### Point placement records:
* * * *

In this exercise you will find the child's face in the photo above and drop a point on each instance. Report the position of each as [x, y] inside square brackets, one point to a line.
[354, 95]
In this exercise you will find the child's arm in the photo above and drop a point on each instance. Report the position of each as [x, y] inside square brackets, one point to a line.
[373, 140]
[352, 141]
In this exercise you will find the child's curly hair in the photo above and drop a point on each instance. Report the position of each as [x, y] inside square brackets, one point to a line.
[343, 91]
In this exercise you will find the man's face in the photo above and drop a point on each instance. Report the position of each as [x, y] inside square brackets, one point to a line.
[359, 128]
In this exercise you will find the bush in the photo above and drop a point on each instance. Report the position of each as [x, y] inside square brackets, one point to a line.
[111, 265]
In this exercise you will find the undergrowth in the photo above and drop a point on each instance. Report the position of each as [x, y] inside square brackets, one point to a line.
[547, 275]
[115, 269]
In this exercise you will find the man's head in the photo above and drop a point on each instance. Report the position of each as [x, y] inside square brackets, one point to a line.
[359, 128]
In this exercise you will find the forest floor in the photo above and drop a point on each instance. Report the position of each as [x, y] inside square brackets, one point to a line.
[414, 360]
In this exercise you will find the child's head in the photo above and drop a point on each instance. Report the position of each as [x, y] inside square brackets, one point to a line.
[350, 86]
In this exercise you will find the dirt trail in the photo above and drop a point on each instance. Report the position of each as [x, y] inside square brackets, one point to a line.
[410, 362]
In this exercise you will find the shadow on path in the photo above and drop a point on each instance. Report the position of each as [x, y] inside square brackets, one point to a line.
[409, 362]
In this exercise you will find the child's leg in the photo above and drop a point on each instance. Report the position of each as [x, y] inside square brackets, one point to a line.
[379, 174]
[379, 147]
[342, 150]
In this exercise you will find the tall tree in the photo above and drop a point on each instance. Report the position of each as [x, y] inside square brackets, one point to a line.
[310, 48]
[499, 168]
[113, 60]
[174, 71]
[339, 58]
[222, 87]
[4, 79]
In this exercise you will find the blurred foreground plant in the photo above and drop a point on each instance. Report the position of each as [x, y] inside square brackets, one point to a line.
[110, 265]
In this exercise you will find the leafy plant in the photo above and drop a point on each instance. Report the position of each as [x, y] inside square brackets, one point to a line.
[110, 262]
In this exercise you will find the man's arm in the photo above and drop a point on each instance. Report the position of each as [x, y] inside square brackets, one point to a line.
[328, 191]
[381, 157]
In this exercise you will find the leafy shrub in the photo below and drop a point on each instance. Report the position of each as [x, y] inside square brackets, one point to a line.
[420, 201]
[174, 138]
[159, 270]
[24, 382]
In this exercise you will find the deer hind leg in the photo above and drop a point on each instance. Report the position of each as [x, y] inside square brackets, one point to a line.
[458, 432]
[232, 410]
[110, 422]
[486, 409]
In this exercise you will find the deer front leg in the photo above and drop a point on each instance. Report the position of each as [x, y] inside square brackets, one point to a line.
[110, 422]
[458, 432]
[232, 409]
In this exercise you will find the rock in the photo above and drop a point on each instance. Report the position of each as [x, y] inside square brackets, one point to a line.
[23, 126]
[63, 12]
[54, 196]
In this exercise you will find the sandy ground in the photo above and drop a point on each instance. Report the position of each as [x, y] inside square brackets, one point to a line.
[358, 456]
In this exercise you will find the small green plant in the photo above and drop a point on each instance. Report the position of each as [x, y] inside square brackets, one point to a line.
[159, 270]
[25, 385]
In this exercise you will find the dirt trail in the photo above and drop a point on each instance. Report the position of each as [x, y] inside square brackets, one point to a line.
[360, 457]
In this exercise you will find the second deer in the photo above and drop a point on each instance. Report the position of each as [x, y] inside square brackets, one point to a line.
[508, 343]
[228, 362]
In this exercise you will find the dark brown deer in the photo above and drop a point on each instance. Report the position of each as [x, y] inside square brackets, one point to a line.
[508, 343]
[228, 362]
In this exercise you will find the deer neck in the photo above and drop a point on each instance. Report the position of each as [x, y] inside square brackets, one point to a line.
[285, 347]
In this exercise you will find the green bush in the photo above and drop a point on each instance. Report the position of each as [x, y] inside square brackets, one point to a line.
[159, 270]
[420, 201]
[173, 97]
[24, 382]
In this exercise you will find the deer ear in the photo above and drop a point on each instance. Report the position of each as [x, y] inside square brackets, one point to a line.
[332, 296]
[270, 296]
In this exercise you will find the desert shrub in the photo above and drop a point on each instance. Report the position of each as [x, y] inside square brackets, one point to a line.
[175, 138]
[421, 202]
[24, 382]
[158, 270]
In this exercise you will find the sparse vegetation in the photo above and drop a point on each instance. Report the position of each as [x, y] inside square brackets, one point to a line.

* * * *

### YOUR TASK:
Convert every line of the items above into a Markdown table with the columns Row and Line. Number each row and omit any blank lines.

### OUTPUT FOR THIS EXERCISE:
| Row | Line |
|---|---|
| 1 | In this exercise you will find the child's face in the photo above and drop a point on each instance. Report the position of each as [x, y] inside square brackets, one point to a line. |
| 2 | [354, 95] |
| 3 | In this exercise you will find the child's arm in the photo above and drop a point on each instance. Report the position of each as [x, y] inside square brackets, one point to a line. |
| 4 | [373, 140] |
| 5 | [352, 141] |
| 6 | In this exercise you will find the child's curly hair in the photo above and drop a point on each instance. Report the position of each as [x, y] inside square brackets, one point to a line. |
| 7 | [343, 91] |
| 8 | In this exercise you will find the man's face in the photo above and drop a point on each instance. Report the position of each as [x, y] inside square brackets, one point to a line. |
| 9 | [359, 128] |
| 10 | In this exercise you will find the bush in the photo above and drop a point on each instance. Report the position of each as [x, y] inside square brackets, one point to a line. |
| 11 | [111, 265] |
| 12 | In this exercise you will find the undergrowth in the photo above and drop a point on each instance. Report the position of each as [x, y] inside square brackets, one point to a line. |
| 13 | [547, 275] |
| 14 | [115, 269] |
| 15 | In this exercise you will find the man's head in the photo above and drop a point on each instance. Report the position of each as [x, y] inside square brackets, one point to a line. |
| 16 | [359, 128] |
| 17 | In this exercise you will find the forest floor in the photo above and drop a point on each instance. Report the position of each as [x, y] inside square brackets, one point to a line. |
| 18 | [414, 360] |
| 19 | In this exercise you will find the child's head in the photo above and drop a point on each instance. Report the position of each as [x, y] inside square brackets, one point to a line. |
| 20 | [350, 86] |
| 21 | In this exercise you will find the dirt trail in the photo above and drop a point on each instance. Report the position of each as [x, y] inside square brackets, one point to a line. |
| 22 | [410, 362] |
| 23 | In this exercise you will find the shadow on path in the photo above and drop a point on each instance. Report the position of each as [x, y] inside square brackets, one point to a line. |
| 24 | [409, 362] |
| 25 | In this exercise you will find the child's leg in the photo above and drop a point on each instance. Report the position of each as [x, y] inside square brackets, one point to a line. |
| 26 | [379, 174] |
| 27 | [379, 147] |
| 28 | [342, 150] |
| 29 | In this exercise you will find the tall tree in the photo above and drop a point on each instance. Report the position of each as [x, y] inside square brackets, one point to a line. |
| 30 | [310, 48] |
| 31 | [499, 168] |
| 32 | [113, 60] |
| 33 | [174, 71] |
| 34 | [339, 58] |
| 35 | [222, 87] |
| 36 | [4, 79] |
| 37 | In this exercise you will find the blurred foreground plant in the photo above and drop a point on each instance. Report the position of each as [x, y] inside square brackets, one point to a line. |
| 38 | [110, 265] |
| 39 | In this exercise you will find the leafy plant in the photo above and drop a point on each instance. Report the position of each as [x, y] inside square brackets, one point to a line. |
| 40 | [110, 262] |
| 41 | In this exercise you will find the man's arm in the photo above and drop a point on each instance. Report the position of each as [x, y] inside square brackets, one point to a line. |
| 42 | [328, 191] |
| 43 | [381, 157] |
| 44 | In this exercise you will find the leafy shrub in the photo below and drop a point on each instance. Report the position of each as [x, y] inside square brackets, one point to a line. |
| 45 | [420, 201] |
| 46 | [174, 138] |
| 47 | [159, 270] |
| 48 | [24, 382] |
| 49 | In this exercise you will find the deer hind leg in the photo above and drop a point on each instance. Report the position of each as [x, y] inside square brackets, one point to a line. |
| 50 | [458, 432] |
| 51 | [232, 410] |
| 52 | [110, 422] |
| 53 | [486, 409] |
| 54 | In this exercise you will find the deer front leg in the photo above and drop a point on each instance. Report the position of each as [x, y] inside square brackets, one point to a line. |
| 55 | [110, 422] |
| 56 | [458, 432] |
| 57 | [232, 409] |
| 58 | In this exercise you will find the rock in the photo above and drop a point on each instance. Report the position of each as [x, y] inside square brackets, one point to a line. |
| 59 | [23, 126] |
| 60 | [63, 12] |
| 61 | [54, 196] |
| 62 | In this exercise you will find the sandy ground in the photo above and drop a point on each instance. Report the position of each as [x, y] inside square brackets, one point to a line. |
| 63 | [358, 456] |
| 64 | In this exercise you will find the small green plant in the photo above and drop a point on each instance. Report the position of each as [x, y] inside square brackets, one point to a line. |
| 65 | [159, 270] |
| 66 | [25, 385] |
| 67 | In this exercise you will find the dirt trail in the photo above and drop a point on each instance. Report the position of each as [x, y] inside square brackets, one point to a line. |
| 68 | [360, 457] |
| 69 | In this exercise you will find the second deer in the photo above and drop a point on each instance. Report the position of each as [x, y] inside square brackets, one point to a line. |
| 70 | [508, 343] |
| 71 | [228, 362] |
| 72 | In this exercise you will find the dark brown deer in the photo above and drop a point on each instance. Report the position of each as [x, y] inside square brackets, one point to a line. |
| 73 | [508, 343] |
| 74 | [228, 362] |
| 75 | In this exercise you will find the deer neck in the photo above and drop a point on each instance. Report the position of each as [x, y] inside square brackets, one point to a line. |
| 76 | [285, 347] |
| 77 | In this exercise you will find the green bush in the photo above and drop a point on each instance. Report the position of each as [x, y] inside square brackets, one point to a line. |
| 78 | [159, 270] |
| 79 | [420, 201] |
| 80 | [173, 97] |
| 81 | [24, 382] |
| 82 | In this exercise you will find the deer ear in the photo above and drop a point on each instance. Report the position of each as [x, y] inside square brackets, one point to a line. |
| 83 | [332, 296] |
| 84 | [270, 296] |
| 85 | In this exercise you will find the desert shrub in the photo above and drop a point on each instance. Report the position of each as [x, y] inside square brackets, one point to a line. |
| 86 | [175, 138] |
| 87 | [421, 202] |
| 88 | [24, 382] |
| 89 | [158, 270] |
| 90 | In this exercise you will find the sparse vegetation in the photo above and drop a point on each instance. Report the position of each as [x, y] inside square brackets, one point to a line. |